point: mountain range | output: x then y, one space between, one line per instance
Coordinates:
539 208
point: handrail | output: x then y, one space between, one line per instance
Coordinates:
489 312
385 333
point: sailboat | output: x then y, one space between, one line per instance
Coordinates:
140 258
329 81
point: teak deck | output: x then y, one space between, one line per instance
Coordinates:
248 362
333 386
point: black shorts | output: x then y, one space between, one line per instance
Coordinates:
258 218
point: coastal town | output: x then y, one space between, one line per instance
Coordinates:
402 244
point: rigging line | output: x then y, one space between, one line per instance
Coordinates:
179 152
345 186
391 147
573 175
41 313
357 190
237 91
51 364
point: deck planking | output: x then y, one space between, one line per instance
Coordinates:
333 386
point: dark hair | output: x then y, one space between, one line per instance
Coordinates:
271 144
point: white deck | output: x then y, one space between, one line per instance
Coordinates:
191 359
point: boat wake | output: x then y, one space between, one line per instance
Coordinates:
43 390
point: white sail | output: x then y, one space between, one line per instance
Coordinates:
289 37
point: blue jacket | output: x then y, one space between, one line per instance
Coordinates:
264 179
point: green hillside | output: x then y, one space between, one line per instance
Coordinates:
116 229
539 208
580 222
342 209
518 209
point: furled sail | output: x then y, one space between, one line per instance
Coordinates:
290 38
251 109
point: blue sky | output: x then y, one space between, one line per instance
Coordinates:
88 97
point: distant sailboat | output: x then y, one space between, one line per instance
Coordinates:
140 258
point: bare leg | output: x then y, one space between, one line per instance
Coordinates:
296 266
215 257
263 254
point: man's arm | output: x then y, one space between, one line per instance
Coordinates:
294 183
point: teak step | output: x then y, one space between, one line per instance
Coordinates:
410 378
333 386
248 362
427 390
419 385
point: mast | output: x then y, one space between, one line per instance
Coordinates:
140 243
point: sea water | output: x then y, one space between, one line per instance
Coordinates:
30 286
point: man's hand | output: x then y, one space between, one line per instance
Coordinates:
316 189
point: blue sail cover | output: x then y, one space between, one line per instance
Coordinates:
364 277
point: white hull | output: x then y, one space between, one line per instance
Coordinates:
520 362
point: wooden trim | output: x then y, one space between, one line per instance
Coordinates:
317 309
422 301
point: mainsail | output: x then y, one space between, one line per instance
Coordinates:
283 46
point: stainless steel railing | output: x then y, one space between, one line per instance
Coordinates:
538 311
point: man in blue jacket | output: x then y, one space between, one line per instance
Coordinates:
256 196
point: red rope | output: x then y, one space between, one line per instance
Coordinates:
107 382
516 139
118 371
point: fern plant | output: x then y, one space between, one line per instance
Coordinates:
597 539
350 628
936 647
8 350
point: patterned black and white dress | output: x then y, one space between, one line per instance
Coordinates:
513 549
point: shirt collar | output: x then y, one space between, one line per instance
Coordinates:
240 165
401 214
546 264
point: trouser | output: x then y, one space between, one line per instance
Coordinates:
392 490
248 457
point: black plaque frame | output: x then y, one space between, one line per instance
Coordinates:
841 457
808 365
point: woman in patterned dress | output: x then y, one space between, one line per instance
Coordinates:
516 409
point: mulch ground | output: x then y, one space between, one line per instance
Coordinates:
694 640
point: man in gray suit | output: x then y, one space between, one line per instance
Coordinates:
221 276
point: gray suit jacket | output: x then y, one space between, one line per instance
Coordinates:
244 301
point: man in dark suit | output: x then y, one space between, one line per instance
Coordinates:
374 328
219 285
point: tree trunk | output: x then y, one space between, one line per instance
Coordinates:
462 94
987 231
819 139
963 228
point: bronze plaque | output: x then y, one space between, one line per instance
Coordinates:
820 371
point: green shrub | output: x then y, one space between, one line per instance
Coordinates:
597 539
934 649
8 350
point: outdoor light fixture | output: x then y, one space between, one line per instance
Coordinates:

......

What you need to do
Retype the listing above line for line, changing nothing.

Solution for this problem
point: mountain range | output: x then y, one space between, one line per instance
Coordinates:
539 208
point: handrail | output: x then y, one space between, one line per instance
Coordinates:
489 312
385 333
point: sailboat | output: x then y, one space between, one line per instance
Coordinates:
140 258
329 81
point: teak deck | output: x then y, one space between, one line per instance
Coordinates:
248 362
333 386
point: black shorts | output: x then y, one space between, one line per instance
Coordinates:
258 218
point: coastal town | output: x then y, one space between, one line per instance
Coordinates:
402 244
point: rigging line | output: x then y, one space between, one line per instance
Coordinates:
179 152
345 186
391 147
573 175
41 313
357 190
237 91
51 364
point: deck planking | output: x then y, one space between, one line per instance
Coordinates:
333 386
point: dark hair | output: x then y, one space between, one line per instance
Coordinates:
271 144
point: white deck | output: x then y, one space between, one line per instance
Coordinates:
191 359
point: boat wake | output: x then y, one space between, one line per instance
Coordinates:
43 390
point: white sail | output: x then y, one space between, one line per instance
Coordinates:
289 37
point: blue jacket | output: x then y, one space between, one line per instance
Coordinates:
264 179
point: green hillside | output: x then y, one space between, one line per instance
Coordinates:
116 229
539 208
580 222
342 209
518 209
point: furled sail | output: x then y, one space between, one line per instance
Coordinates:
290 38
251 109
point: blue sky | output: x then y, one space between, one line per instance
Coordinates:
88 97
point: distant sailboat | output: x then y, one space between, one line per instance
Coordinates:
140 258
point: bare leg | output: x then y, one space between, one line per instance
Coordinates:
296 266
215 257
263 254
point: man's arm | output: x then y, one space between, one line per instance
Coordinates:
294 183
point: teak step | output: x then y, one space between, one line per instance
Coordinates:
410 378
333 386
248 362
427 390
419 385
point: mast | output: x then y, one space between, one line per instance
Coordinates:
140 243
point: sea water | output: x then y, one space between, one line per instance
Coordinates:
30 286
point: man's hand | output: x then y, one space between, one line per instance
Coordinates:
316 189
point: blue sail cover | output: x then y, one space between, one line per instance
Coordinates:
364 277
point: white hull | output: x then y, one space between, one line per instance
Coordinates:
520 362
point: wooden trim | output: x then y, one space between, one line per instance
Coordinates:
317 309
422 301
point: mainsail | output: x then y, one space between, one line per instance
Coordinates:
283 46
point: stainless steel railing | output: x then y, one space between, one line per instance
Coordinates:
538 311
point: man in blue jacket | output: x then y, one space between, one line per instance
Coordinates:
256 196
point: red rope | output: x then y, one space between, one line per instance
Coordinates:
107 382
516 139
118 371
point: fern plant | output: x then y, one space between, one line per instance
Coordinates:
597 539
350 628
936 647
8 350
point: patterned black and white dress | output: x then y, one space between, one line per instance
Coordinates:
513 549
point: shirt collar | output: x then y, one space between, one line per instance
Coordinates:
240 165
401 214
546 264
point: trouser | output: x then y, one space between, one line per instance
Coordinates:
392 490
248 457
point: black plaque frame | output: x then y, one space between, one line per instance
Coordinates:
841 457
808 365
point: woman in patterned dress | output: x then y, one space between, one line per instance
Coordinates:
516 409
point: mulch ground | output: x then y, one space between, one line per instance
Coordinates:
694 640
point: man in gray suit | output: x then y, one space between, one line per instance
Coordinates:
221 276
point: gray suit jacket | output: x then y, one space between, one line per instance
Coordinates:
244 301
point: man in dark suit | output: x then y, one space between, one line per instance
Coordinates:
374 328
219 285
point: tree trunk | output: x then y, one space between, one line per instance
Coordinates:
462 94
987 231
819 139
963 228
point: bronze plaque | output: x then y, one space between, one line per instance
Coordinates:
820 371
point: green shrub | output: x then y, one space between, one line per instance
Coordinates:
597 539
934 649
8 350
point: outdoor light fixture | output: x then y, one space between, one line per instance
Coordinates:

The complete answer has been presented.